** Opening Information given block **

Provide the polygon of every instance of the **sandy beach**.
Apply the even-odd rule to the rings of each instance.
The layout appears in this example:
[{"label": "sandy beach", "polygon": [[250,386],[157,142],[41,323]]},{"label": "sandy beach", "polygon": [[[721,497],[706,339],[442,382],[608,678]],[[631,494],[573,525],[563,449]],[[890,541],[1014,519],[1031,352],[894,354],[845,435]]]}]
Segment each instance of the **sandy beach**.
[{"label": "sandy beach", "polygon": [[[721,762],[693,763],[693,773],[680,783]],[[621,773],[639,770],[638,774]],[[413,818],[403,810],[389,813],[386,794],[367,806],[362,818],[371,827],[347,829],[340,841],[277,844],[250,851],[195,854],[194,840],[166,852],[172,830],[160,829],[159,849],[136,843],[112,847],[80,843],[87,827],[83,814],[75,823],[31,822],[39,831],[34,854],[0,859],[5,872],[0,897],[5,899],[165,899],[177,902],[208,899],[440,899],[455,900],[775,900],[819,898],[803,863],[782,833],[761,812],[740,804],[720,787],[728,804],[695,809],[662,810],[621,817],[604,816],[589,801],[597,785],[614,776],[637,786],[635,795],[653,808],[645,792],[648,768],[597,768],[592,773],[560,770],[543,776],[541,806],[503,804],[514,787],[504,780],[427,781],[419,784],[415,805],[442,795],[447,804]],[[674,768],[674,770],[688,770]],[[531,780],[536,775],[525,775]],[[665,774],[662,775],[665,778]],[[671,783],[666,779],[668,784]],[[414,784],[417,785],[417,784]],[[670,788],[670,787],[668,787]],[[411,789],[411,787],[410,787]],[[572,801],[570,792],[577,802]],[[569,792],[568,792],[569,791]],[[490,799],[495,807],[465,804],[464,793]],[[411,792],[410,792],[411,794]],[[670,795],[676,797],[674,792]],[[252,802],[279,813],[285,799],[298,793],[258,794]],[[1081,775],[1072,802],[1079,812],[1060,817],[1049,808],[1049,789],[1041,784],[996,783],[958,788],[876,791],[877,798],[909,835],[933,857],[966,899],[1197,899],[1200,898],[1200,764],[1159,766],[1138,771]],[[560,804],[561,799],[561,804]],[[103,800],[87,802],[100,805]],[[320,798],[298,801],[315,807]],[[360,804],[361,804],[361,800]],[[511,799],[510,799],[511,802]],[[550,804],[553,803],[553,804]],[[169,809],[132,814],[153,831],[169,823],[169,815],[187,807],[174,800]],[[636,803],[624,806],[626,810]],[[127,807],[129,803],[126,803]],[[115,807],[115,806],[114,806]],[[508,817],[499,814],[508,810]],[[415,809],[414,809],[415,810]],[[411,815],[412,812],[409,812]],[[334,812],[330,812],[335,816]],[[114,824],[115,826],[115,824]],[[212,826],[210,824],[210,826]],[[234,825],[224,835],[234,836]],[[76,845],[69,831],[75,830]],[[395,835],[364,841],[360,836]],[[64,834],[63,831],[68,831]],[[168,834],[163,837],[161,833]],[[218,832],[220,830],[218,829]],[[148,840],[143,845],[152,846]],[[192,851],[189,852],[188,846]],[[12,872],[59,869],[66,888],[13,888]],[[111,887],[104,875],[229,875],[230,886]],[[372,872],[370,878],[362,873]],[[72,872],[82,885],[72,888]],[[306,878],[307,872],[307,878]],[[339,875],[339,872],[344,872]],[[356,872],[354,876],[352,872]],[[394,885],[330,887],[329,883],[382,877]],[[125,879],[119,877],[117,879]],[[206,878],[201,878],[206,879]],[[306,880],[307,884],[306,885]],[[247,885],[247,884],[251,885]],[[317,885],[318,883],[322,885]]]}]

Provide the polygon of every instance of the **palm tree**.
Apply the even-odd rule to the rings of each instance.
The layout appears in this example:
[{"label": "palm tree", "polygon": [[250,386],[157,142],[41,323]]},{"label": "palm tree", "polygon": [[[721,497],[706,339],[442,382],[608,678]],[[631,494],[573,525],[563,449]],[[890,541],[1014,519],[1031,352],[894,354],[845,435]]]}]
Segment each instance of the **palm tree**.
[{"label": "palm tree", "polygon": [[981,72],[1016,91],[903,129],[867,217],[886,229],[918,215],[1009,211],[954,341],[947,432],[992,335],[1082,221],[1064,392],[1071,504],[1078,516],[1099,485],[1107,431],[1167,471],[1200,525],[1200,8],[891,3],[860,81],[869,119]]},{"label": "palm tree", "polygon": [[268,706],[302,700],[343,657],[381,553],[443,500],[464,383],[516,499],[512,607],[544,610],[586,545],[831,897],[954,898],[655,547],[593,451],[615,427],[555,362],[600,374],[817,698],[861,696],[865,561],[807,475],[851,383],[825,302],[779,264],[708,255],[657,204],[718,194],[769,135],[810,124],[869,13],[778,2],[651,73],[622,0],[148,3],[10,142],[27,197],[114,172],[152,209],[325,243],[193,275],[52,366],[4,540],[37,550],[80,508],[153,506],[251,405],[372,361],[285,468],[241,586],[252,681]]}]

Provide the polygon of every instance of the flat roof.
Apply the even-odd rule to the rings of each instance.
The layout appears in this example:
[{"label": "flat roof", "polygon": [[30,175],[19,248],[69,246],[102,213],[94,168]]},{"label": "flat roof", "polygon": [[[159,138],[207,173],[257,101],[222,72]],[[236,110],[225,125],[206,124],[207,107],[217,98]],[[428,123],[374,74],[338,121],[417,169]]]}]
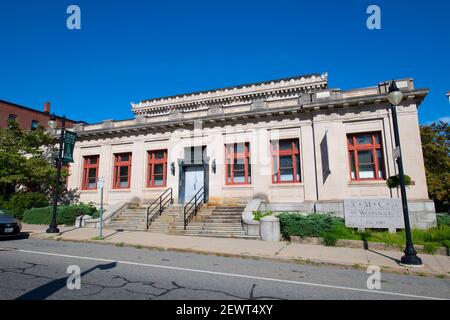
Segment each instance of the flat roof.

** Closing Information given block **

What you need to do: All the records need to be repeated exactly, with the images dropped.

Output of the task:
Provide the polygon of every instance of the **sandy beach**.
Apply the even-odd rule to the rings of each instance.
The layout appears in this example:
[{"label": "sandy beach", "polygon": [[250,386],[157,142],[41,323]]},{"label": "sandy beach", "polygon": [[[721,497],[706,339],[442,382],[608,678]],[[631,494],[573,525],[563,449]],[[890,541],[1014,519],[1031,352],[894,354],[845,435]]]}]
Segment each instance of the **sandy beach**.
[{"label": "sandy beach", "polygon": [[[721,762],[693,763],[693,773],[680,783]],[[621,773],[639,770],[638,774]],[[413,818],[403,810],[389,813],[386,794],[367,806],[362,818],[371,827],[347,829],[340,841],[277,844],[250,851],[195,854],[194,840],[166,852],[172,830],[160,829],[159,849],[136,843],[112,847],[80,843],[87,827],[83,814],[75,823],[31,822],[39,831],[34,854],[0,859],[5,872],[0,897],[5,899],[165,899],[177,902],[208,899],[440,899],[455,900],[775,900],[819,898],[803,863],[782,833],[761,812],[740,804],[720,787],[728,804],[695,809],[662,810],[621,817],[604,816],[589,801],[597,785],[614,776],[637,786],[635,795],[653,808],[645,792],[648,768],[597,768],[592,773],[560,770],[543,776],[541,806],[503,804],[514,787],[504,780],[427,781],[419,784],[415,805],[442,795],[447,804]],[[674,768],[674,770],[688,770]],[[531,780],[536,775],[525,775]],[[665,774],[662,775],[665,778]],[[671,783],[666,779],[668,784]],[[414,784],[417,785],[417,784]],[[670,788],[670,787],[668,787]],[[411,789],[411,787],[410,787]],[[572,801],[570,792],[577,802]],[[569,792],[568,792],[569,791]],[[490,799],[495,807],[465,804],[464,793]],[[411,792],[410,792],[411,794]],[[670,795],[676,797],[674,792]],[[252,802],[279,813],[285,799],[298,793],[258,794]],[[1081,775],[1072,802],[1079,812],[1060,817],[1049,808],[1049,789],[1041,784],[996,783],[958,788],[876,791],[877,798],[909,835],[933,857],[966,899],[1197,899],[1200,898],[1200,764],[1159,766],[1138,771]],[[560,804],[561,799],[561,804]],[[103,800],[87,802],[100,805]],[[320,798],[298,801],[315,807]],[[360,804],[361,804],[361,800]],[[511,799],[510,799],[511,802]],[[550,804],[553,803],[553,804]],[[169,809],[132,814],[153,831],[169,823],[169,815],[187,807],[174,800]],[[636,803],[624,806],[626,810]],[[127,807],[129,803],[126,803]],[[115,807],[115,806],[114,806]],[[508,817],[499,814],[508,810]],[[415,809],[414,809],[415,810]],[[411,815],[412,812],[409,812]],[[334,812],[330,812],[335,816]],[[114,824],[115,826],[115,824]],[[212,826],[210,824],[210,826]],[[234,825],[224,835],[234,836]],[[76,845],[69,831],[75,830]],[[395,835],[364,841],[360,836]],[[64,834],[63,831],[68,831]],[[168,834],[163,837],[161,833]],[[218,832],[220,830],[218,829]],[[148,840],[143,845],[152,846]],[[192,851],[189,852],[188,846]],[[12,872],[59,869],[66,888],[13,888]],[[111,887],[104,875],[229,875],[230,886]],[[372,872],[370,878],[362,873]],[[72,872],[82,885],[72,888]],[[306,878],[307,872],[307,878]],[[339,875],[339,872],[344,872]],[[356,872],[354,876],[352,872]],[[394,885],[330,887],[329,883],[382,877]],[[125,879],[119,877],[117,879]],[[206,878],[201,878],[206,879]],[[306,880],[307,884],[306,885]],[[247,885],[247,884],[251,885]],[[317,885],[318,883],[322,885]]]}]

Provide the polygon of every instance of the **palm tree**.
Apply the even-odd rule to the rings of each instance.
The layout appears in this example:
[{"label": "palm tree", "polygon": [[250,386],[157,142],[41,323]]},{"label": "palm tree", "polygon": [[[721,497],[706,339],[442,382],[608,678]],[[631,494],[573,525],[563,449]],[[890,541],[1014,519],[1031,352],[894,354],[845,435]]]}]
Segment each instance of the **palm tree**.
[{"label": "palm tree", "polygon": [[981,72],[1016,91],[903,129],[867,217],[886,229],[918,215],[1009,211],[954,341],[947,432],[992,335],[1082,221],[1064,392],[1071,504],[1078,516],[1099,485],[1107,431],[1167,471],[1200,525],[1200,8],[891,3],[860,81],[869,119]]},{"label": "palm tree", "polygon": [[268,706],[302,700],[343,657],[381,553],[443,500],[464,383],[516,499],[512,607],[544,610],[586,545],[831,897],[954,898],[655,547],[593,451],[615,427],[555,362],[600,374],[817,698],[861,696],[865,561],[807,475],[851,383],[825,302],[779,264],[708,255],[657,204],[718,194],[769,135],[810,124],[869,13],[778,2],[651,73],[622,0],[148,3],[10,142],[27,197],[114,172],[152,209],[325,243],[193,275],[52,366],[4,540],[37,550],[80,508],[153,506],[251,405],[372,361],[285,468],[241,586],[252,681]]}]

Provide the polygon of every instance of the flat roof.
Apply the even-odd rule to the rings of each instance.
The layout appears in this example:
[{"label": "flat roof", "polygon": [[30,175],[19,248],[69,246],[102,213],[94,168]]},{"label": "flat roof", "polygon": [[[159,138],[207,173],[257,101],[222,72]],[[236,110],[225,125],[206,124],[207,107],[217,98]],[[428,123],[374,74],[338,121],[417,169]]]}]
Segment each instance of the flat roof.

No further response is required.